▶ WHAT TO WORK ON:
(1) In the biography of Ted E. Brewerton, where and during which years did he serve his mission for the LDS Church?
(2) Extract the passage of the Ted E. Brewerton biography from "Personal details" up to and including "LDS leader (1925–2021)".

▶ EXCERPTED TEXT:
┌────────

First Quorum of the Seventy
- September 30, 1978 – September 30, 1995
- Called by: Spencer W. Kimball
- End reason: Granted general authority emeritus status

Emeritus General Authority
- September 30, 1995 – September 17, 2021
- Called by: Gordon B. Hinckley

Personal details
- Born: Teddy Eugene Brewerton March 30, 1925 Raymond, Alberta, Canada
- Died: September 17, 2021 (aged 96) Holladay, Utah, U.S.

= Ted E. Brewerton =

LDS leader (1925–2021)

Teddy Eugene Brewerton (March 30, 1925 – September 17, 2021) was a Canadian-born American general authority of the Church of Jesus Christ of Latter-day Saints (LDS Church) from 1978 until his death.

==Life==
Brewerton was born in Raymond, Alberta, Canada. He was a member of the Royal Canadian Airforce during World War II. Brewerton went on a mission for the LDS Church to Uruguay from 1949 to 1952. Brewerton was trained in pharmacy at the University of Alberta.

└────────

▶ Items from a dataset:

┌────────

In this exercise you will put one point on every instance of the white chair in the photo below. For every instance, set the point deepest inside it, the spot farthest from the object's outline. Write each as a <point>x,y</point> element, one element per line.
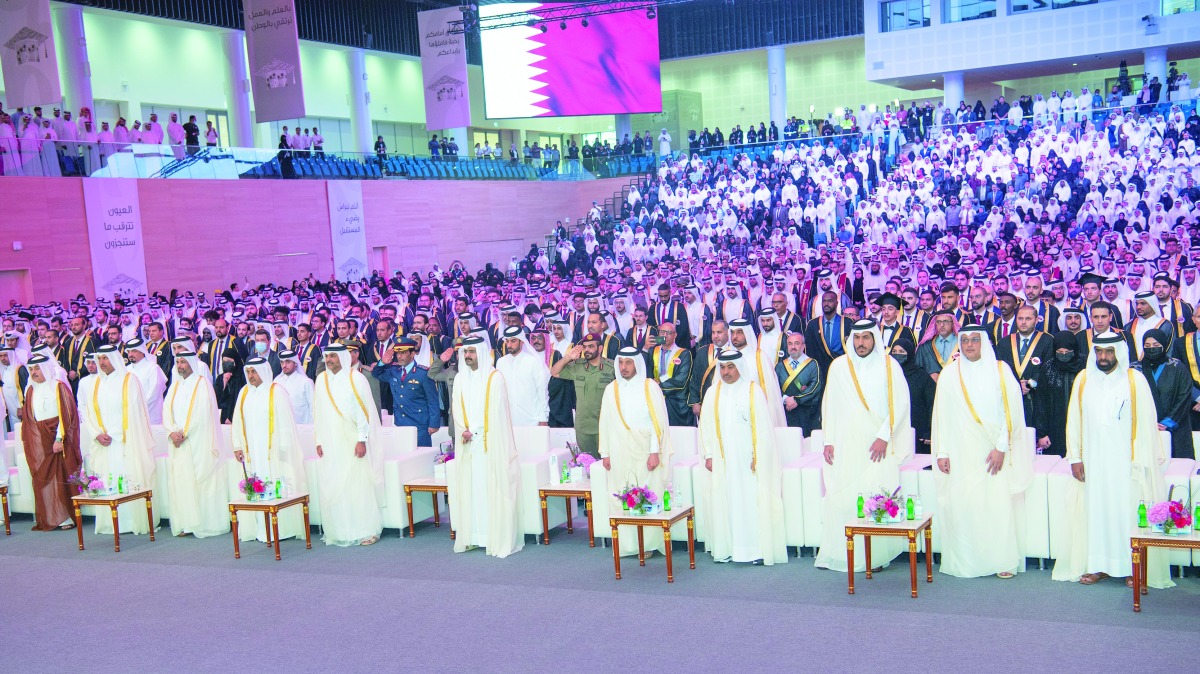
<point>1060,486</point>
<point>534,452</point>
<point>399,471</point>
<point>811,493</point>
<point>917,477</point>
<point>1177,473</point>
<point>1037,510</point>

└────────

▶ RESULTS OF THE EXERCISE:
(1) Uruguay, from 1949 to 1952.

(2)
Personal details
- Born: Teddy Eugene Brewerton March 30, 1925 Raymond, Alberta, Canada
- Died: September 17, 2021 (aged 96) Holladay, Utah, U.S.

= Ted E. Brewerton =

LDS leader (1925–2021)